● Work required: Can you format the records between the line holding "Task: indicate the green conifer" and the line holding "x=435 y=701", inclusive, as a numbered list with any blank lines dropped?

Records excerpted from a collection

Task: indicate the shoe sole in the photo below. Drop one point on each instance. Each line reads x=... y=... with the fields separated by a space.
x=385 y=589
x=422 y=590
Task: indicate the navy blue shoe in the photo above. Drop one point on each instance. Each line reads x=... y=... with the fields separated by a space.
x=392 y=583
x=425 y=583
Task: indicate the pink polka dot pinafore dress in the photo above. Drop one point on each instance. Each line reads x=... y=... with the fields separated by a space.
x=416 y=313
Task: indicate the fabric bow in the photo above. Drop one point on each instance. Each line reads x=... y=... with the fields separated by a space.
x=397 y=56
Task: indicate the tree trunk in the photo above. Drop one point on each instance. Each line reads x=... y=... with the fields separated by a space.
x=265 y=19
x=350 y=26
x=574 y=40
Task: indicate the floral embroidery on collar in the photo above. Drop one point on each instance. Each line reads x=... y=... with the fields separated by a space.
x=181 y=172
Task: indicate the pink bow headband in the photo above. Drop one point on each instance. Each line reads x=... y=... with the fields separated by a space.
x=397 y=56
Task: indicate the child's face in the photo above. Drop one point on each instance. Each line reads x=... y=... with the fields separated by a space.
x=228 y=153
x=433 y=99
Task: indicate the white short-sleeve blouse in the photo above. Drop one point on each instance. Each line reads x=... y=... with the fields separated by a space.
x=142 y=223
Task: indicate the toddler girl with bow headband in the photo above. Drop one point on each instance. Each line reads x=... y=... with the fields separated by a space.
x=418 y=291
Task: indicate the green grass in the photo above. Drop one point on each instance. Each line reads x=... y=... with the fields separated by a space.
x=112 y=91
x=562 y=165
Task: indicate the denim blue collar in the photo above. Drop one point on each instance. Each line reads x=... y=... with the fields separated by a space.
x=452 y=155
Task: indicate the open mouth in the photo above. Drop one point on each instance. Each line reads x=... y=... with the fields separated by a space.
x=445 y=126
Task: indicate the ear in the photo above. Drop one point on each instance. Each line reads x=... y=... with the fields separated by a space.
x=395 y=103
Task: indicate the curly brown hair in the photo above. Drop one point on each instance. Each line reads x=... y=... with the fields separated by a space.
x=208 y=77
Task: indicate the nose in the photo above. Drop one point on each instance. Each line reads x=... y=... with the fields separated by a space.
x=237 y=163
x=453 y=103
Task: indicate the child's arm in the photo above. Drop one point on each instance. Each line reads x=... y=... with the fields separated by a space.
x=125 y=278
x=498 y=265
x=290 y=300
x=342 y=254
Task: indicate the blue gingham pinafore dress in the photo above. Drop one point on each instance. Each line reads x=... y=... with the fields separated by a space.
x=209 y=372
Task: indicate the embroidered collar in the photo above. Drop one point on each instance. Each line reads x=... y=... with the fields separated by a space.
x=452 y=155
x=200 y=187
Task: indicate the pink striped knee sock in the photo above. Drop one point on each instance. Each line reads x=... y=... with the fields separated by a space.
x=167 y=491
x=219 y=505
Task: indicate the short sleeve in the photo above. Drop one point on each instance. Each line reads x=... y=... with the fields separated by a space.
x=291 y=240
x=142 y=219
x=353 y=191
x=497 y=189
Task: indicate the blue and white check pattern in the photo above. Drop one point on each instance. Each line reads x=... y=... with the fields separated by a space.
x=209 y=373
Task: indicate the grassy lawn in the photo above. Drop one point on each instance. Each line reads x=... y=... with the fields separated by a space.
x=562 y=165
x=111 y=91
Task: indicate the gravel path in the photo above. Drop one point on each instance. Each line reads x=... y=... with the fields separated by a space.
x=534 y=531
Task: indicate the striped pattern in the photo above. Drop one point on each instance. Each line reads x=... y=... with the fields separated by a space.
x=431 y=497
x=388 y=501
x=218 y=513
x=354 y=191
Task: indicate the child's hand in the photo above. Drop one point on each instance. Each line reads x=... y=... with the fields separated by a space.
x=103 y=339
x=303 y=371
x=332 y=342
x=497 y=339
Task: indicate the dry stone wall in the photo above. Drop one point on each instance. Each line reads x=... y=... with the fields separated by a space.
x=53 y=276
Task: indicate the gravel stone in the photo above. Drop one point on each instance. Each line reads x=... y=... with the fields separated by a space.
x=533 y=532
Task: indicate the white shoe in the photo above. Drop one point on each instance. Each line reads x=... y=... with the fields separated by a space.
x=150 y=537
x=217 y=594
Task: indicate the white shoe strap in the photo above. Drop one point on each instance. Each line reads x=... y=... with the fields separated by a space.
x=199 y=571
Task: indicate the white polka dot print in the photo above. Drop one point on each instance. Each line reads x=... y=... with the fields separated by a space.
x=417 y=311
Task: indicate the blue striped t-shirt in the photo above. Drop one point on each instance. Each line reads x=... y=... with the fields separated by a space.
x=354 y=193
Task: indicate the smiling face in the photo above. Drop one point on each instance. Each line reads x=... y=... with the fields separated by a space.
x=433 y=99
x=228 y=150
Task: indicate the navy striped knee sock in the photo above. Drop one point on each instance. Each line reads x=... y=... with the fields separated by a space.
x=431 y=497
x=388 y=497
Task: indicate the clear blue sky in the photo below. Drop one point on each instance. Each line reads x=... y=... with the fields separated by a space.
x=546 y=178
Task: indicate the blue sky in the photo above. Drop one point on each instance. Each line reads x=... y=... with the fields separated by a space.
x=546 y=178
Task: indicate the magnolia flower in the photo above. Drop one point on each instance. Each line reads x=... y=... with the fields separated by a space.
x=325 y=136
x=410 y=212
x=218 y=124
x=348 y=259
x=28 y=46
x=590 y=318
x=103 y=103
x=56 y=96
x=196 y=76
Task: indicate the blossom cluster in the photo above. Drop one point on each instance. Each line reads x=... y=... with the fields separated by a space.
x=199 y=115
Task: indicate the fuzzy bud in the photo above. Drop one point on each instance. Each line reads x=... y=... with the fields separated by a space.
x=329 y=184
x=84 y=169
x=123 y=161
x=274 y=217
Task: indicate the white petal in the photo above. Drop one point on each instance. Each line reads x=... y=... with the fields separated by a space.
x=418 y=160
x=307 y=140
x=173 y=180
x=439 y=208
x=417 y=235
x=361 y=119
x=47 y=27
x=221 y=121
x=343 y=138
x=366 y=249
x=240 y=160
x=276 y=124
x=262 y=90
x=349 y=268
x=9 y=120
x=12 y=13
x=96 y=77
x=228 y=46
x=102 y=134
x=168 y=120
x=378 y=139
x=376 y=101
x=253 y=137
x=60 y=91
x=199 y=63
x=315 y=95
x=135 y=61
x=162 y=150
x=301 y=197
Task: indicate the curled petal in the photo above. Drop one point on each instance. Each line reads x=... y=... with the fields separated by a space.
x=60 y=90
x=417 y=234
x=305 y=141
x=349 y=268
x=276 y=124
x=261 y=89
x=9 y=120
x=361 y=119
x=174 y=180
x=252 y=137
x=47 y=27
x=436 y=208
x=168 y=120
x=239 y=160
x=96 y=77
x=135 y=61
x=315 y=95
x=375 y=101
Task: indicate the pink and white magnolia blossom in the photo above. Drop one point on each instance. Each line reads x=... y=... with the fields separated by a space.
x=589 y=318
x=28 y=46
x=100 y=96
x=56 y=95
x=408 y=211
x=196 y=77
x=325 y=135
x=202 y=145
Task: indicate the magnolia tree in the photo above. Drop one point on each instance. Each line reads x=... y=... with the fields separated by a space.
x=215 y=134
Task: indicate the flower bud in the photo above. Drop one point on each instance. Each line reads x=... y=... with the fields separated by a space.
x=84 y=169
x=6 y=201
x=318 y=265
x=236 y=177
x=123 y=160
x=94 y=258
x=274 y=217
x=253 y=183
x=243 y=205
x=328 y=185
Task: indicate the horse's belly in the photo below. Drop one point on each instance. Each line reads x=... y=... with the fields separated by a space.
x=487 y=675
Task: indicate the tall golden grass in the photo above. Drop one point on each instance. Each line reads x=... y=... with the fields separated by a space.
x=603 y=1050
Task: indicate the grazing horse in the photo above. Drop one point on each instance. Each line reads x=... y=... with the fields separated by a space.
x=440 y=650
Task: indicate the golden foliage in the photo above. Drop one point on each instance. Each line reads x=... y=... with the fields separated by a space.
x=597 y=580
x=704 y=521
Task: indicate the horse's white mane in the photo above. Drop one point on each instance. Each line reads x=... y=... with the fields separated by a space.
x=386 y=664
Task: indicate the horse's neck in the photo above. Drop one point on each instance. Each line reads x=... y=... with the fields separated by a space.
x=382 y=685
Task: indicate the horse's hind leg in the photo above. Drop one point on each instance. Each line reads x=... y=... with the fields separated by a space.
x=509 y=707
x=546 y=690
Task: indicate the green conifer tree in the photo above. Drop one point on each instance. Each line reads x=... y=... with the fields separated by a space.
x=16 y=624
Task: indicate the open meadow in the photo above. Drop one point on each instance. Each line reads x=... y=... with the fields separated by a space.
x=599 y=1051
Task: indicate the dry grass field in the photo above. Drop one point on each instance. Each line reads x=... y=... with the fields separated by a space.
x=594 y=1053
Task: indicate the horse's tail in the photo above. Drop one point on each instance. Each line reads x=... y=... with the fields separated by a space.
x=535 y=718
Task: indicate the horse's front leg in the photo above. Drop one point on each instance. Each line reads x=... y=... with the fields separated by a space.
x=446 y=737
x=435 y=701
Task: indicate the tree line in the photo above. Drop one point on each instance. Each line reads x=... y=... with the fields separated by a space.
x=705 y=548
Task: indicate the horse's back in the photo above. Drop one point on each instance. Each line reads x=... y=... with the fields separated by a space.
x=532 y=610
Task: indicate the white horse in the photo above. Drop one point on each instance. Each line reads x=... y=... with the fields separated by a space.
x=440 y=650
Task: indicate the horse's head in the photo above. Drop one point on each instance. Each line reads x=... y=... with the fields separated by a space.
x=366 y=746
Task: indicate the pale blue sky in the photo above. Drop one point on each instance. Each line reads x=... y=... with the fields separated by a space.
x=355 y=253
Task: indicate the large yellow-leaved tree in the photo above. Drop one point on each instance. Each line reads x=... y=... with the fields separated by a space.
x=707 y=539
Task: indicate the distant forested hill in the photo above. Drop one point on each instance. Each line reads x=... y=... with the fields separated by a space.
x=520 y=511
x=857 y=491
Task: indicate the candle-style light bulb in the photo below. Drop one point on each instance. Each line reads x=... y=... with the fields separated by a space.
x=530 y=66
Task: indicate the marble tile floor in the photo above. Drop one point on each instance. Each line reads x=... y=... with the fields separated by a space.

● Exercise result:
1. Task: indicate the green conifer tree in the photo above. Drop one point on each instance. Each line reads x=... y=... with the fields separated by a space.
2. x=16 y=624
3. Task: indicate the open meadow in the photo above. Drop one point on each instance. Each line reads x=... y=... with the fields separated by a space.
4. x=599 y=1051
5. Task: indicate the dry grass field in the photo above. Drop one point on each instance. Each line reads x=... y=... with the fields separated by a space.
6. x=594 y=1053
7. Task: indicate the horse's tail in the photo above. Drop one point on each instance. Each line reads x=... y=... with the fields separated by a space.
8. x=535 y=718
9. Task: indicate the horse's front leg in the photo above. Drop one point on each instance. Each line reads x=... y=... with the fields separated by a space.
10. x=446 y=737
11. x=435 y=701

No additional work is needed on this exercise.